* Supplied passage:
-.-.-
The Roman Catholic priest was recognized for helping to carry an injured American for miles as Chinese captors led them on a death march, and for risking his life to drag the wounded to safety while dodging explosions and gunfire.

In November 1950, after Chinese soldiers overran U.S. troops near Unsan, Kapaun defied orders to evacuate, knowing it meant he would most certainly be captured. He pleaded with an injured Chinese officer to call out to his fellow Chinese to stop shooting, an act that spared the lives of wounded Americans.

As Kapaun was being led away, he came across another wounded American in a ditch and an enemy soldier standing over Sgt. Herbert Miller, ready to shoot. Kapaun pushed the enemy aside and helped Miller as they were taken captive. They arrived days later, by foot, at the village in Pyoktong, where a POW camp eventually was established.

“This is the valor we honor today — an American soldier who didn’t fire a gun, but who wielded the mightiest weapon of all, a love for his brothers so pure that he was willing to die so that they might live,” Obama said.

At the camp, Kapaun cleaned others’ wounds, persuaded them to share scarce food, offered them his own clothes and provided spiritual aid and comfort. On Easter in 1951, he defied his communist captors by conducting Mass with a makeshift crucifix.

He died on May 23, 1951, at age 35, after six months in captivity.

The president said Kapaun showed that a touch of the divine exists even in hellish situations.

“Father Kapaun’s life, I think, is a testimony to the human spirit, the power of faith, and reminds us of the good that we can do each and every day regardless of the most difficult of circumstances,” Obama said.

The chaplain’s nephew, Ray Kapaun, his face flush with emotion, accepted the medal from Obama on his uncle’s behalf. Emil Kapaun’s parents and his only sibling, a brother, are deceased.

“I don’t think the enormity of what occurred today will actually hit me until my wife and I are heading home from this experience,” Ray Kapaun, 56, said afterward. “A country boy from a small town in Kansas just received the nation’s highest award for valor. That boy was my uncle.”

He gave credit to fellow POWs who spent years lobbying for the Medal of Honor for the uncle he came to know only through stories others told.

“I didn’t know him. We never met,” Ray Kapaun said. “If not for these men I may have not had such a lifelong personal relationship with my uncle.”

He said the medal would be given to Pilsen, Kan., where Emil Kapaun’s former parish is located.

A separate effort also is under way seeking another honor for Kapaun: sainthood.
-.-.-
* Entries supplied:

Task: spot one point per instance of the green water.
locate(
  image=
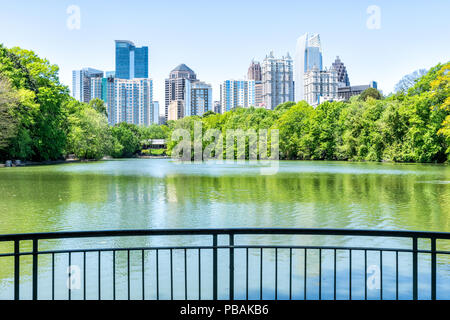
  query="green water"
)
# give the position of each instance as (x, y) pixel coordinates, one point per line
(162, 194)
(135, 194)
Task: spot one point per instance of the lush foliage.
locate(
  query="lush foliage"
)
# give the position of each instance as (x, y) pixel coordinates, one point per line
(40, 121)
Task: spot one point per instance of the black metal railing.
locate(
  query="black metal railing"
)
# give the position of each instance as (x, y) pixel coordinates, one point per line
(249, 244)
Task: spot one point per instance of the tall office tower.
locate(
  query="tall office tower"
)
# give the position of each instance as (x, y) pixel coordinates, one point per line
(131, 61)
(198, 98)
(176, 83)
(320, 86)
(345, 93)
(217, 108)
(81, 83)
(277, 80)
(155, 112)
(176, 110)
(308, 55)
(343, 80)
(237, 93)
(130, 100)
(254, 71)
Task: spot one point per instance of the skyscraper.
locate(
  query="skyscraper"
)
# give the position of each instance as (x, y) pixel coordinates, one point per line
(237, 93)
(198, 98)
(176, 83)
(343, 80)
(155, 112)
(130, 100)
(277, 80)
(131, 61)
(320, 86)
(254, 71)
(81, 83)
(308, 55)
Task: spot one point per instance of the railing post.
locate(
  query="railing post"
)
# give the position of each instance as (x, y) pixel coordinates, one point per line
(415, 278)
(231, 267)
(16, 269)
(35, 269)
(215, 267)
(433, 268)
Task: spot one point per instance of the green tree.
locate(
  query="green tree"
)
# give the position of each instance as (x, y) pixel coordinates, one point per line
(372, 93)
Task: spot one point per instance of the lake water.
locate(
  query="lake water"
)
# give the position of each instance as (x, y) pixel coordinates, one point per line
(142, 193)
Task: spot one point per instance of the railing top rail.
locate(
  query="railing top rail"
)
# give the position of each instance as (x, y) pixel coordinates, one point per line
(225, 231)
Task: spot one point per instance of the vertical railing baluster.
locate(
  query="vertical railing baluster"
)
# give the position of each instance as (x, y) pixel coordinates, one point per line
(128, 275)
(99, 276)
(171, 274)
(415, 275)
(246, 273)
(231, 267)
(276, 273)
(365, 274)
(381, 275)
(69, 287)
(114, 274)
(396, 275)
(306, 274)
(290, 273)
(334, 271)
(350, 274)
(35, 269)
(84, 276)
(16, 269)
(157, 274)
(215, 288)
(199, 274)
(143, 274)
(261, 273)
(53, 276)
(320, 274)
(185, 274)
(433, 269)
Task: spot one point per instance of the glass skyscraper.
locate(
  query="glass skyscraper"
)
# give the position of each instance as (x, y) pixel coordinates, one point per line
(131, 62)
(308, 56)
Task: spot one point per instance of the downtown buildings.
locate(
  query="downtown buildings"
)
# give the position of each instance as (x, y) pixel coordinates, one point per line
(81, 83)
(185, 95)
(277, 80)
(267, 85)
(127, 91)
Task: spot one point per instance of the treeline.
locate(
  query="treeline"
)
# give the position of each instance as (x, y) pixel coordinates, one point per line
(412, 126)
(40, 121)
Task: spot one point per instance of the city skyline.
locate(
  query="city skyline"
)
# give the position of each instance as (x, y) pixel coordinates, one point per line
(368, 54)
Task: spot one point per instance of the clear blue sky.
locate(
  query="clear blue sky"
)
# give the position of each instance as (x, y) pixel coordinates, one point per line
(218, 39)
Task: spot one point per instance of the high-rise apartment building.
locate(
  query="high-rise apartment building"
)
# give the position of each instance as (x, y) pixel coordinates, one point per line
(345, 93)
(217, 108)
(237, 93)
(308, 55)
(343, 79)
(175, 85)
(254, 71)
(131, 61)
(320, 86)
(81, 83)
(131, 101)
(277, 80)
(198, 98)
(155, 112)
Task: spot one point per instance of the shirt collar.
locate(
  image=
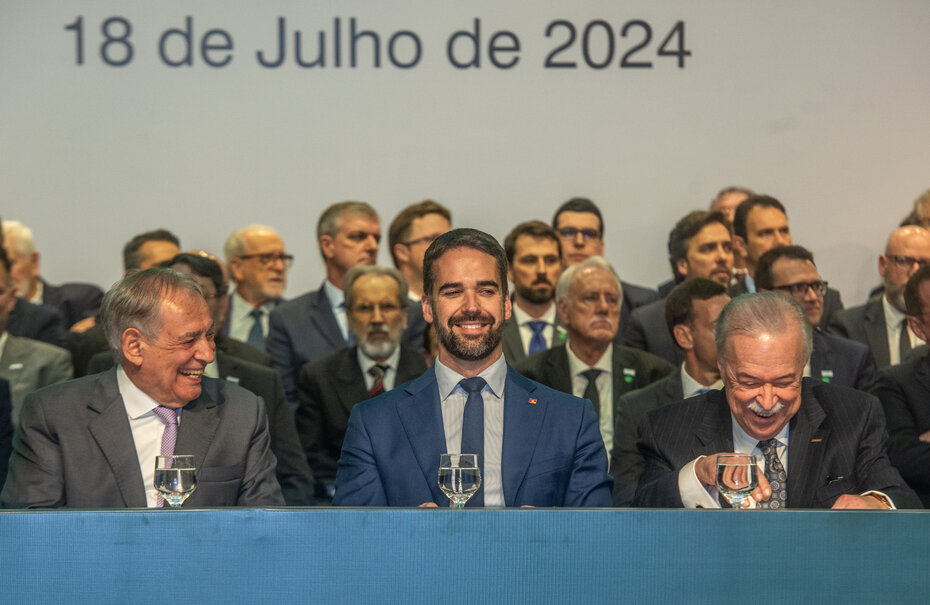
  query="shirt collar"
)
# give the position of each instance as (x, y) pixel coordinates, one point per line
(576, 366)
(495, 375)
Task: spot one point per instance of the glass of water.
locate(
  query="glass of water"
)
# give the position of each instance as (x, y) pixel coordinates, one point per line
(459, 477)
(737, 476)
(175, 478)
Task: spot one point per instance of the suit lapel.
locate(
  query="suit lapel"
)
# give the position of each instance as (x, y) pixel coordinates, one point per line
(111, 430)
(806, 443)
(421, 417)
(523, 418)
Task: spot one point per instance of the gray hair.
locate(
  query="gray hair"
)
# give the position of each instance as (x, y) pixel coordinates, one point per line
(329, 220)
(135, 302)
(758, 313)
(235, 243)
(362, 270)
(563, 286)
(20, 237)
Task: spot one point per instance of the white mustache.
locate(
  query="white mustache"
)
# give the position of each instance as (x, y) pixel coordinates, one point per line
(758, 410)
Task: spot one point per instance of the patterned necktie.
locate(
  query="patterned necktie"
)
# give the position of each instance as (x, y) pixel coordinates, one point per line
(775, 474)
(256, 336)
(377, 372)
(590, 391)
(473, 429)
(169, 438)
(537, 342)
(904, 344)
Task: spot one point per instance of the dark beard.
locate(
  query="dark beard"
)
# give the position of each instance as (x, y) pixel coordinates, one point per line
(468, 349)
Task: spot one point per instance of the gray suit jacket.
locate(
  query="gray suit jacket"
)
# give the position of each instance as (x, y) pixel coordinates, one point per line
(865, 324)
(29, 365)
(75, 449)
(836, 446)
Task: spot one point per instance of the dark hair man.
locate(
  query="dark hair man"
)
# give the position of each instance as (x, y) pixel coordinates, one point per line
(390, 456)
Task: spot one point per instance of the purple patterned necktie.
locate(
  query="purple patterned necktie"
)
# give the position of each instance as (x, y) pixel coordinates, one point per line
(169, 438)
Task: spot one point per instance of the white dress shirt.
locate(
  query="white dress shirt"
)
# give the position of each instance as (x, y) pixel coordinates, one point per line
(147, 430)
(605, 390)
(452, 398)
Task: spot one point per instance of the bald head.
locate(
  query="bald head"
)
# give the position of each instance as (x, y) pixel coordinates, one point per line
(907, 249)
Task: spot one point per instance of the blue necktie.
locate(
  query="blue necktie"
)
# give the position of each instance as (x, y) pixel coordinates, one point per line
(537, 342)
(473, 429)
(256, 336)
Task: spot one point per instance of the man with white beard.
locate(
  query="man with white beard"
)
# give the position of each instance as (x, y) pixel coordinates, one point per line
-.-.-
* Required actions:
**A)** According to the passage about Emil Kapaun, how old was he when he died in captivity?
**B)** Rewrite the records from the line containing "Task: spot one point per instance of the blue" through the end of the records, replacing "necktie" with "tie" and leaving everything else unchanged.

* Exercise answers:
**A)** He was 35.

**B)**
Task: spot one point per instance of the blue tie.
locate(
  query="blue tie"
)
# give the position of each instance as (x, y) pixel coordinates, one point per line
(537, 342)
(473, 429)
(256, 336)
Task: spot one point per instance of the man with white beard.
locate(
  query="man with white beard"
)
# give the position of each instance as (x, y) pixel coordinates, one point per line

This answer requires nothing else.